• Provided entries:
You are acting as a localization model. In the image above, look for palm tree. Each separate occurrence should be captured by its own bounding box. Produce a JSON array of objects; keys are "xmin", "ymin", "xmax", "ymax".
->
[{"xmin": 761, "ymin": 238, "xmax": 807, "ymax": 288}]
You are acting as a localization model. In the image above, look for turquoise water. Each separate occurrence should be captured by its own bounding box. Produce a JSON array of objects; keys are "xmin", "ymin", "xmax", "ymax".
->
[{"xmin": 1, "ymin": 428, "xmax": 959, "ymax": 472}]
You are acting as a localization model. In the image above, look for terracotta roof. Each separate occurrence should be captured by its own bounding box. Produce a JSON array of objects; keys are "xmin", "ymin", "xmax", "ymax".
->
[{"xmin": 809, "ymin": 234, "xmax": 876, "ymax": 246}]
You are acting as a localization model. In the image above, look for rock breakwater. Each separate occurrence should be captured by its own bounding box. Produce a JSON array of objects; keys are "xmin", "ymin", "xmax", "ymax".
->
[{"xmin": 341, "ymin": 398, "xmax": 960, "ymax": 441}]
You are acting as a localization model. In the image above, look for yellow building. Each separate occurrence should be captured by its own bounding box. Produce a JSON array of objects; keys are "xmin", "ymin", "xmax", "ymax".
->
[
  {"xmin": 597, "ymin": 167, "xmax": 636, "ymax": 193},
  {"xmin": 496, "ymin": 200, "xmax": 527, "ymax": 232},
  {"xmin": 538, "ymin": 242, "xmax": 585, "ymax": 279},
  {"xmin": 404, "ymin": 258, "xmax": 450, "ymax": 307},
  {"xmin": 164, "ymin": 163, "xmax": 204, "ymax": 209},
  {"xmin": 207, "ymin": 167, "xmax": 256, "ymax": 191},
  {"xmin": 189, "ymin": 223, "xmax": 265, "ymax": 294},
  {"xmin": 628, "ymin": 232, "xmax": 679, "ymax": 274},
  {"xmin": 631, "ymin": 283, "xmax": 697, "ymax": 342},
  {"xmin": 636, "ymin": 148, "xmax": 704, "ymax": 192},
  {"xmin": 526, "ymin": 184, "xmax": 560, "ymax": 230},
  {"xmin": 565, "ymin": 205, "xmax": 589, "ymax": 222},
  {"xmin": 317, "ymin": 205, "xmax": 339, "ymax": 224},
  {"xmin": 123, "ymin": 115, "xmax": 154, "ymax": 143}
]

• Task to carry out: From the line holding "look for rock" to the last line of the material above, reproduce every line exactly, and only those.

• Result of this exercise:
You are acting as a localization model. In the image above, look for rock breakwater. Each separate occurrence should be captured by its own bounding box. Produce a JSON array of objects; keys are "xmin", "ymin", "xmax", "ymax".
->
[{"xmin": 341, "ymin": 398, "xmax": 960, "ymax": 441}]
You are acting as a localization model. In the image above, look for yellow building. Each separate occurrence should be captured by its own bounding box. Produce a JSON array of objects; keys are "xmin", "ymin", "xmax", "ymax".
->
[
  {"xmin": 597, "ymin": 167, "xmax": 636, "ymax": 193},
  {"xmin": 496, "ymin": 200, "xmax": 527, "ymax": 232},
  {"xmin": 538, "ymin": 242, "xmax": 585, "ymax": 279},
  {"xmin": 404, "ymin": 258, "xmax": 450, "ymax": 307},
  {"xmin": 164, "ymin": 163, "xmax": 204, "ymax": 209},
  {"xmin": 207, "ymin": 167, "xmax": 256, "ymax": 191},
  {"xmin": 189, "ymin": 223, "xmax": 265, "ymax": 294},
  {"xmin": 628, "ymin": 232, "xmax": 679, "ymax": 274},
  {"xmin": 631, "ymin": 283, "xmax": 697, "ymax": 342},
  {"xmin": 636, "ymin": 148, "xmax": 704, "ymax": 192},
  {"xmin": 526, "ymin": 184, "xmax": 560, "ymax": 230},
  {"xmin": 565, "ymin": 205, "xmax": 589, "ymax": 222},
  {"xmin": 317, "ymin": 205, "xmax": 339, "ymax": 224},
  {"xmin": 123, "ymin": 115, "xmax": 154, "ymax": 143}
]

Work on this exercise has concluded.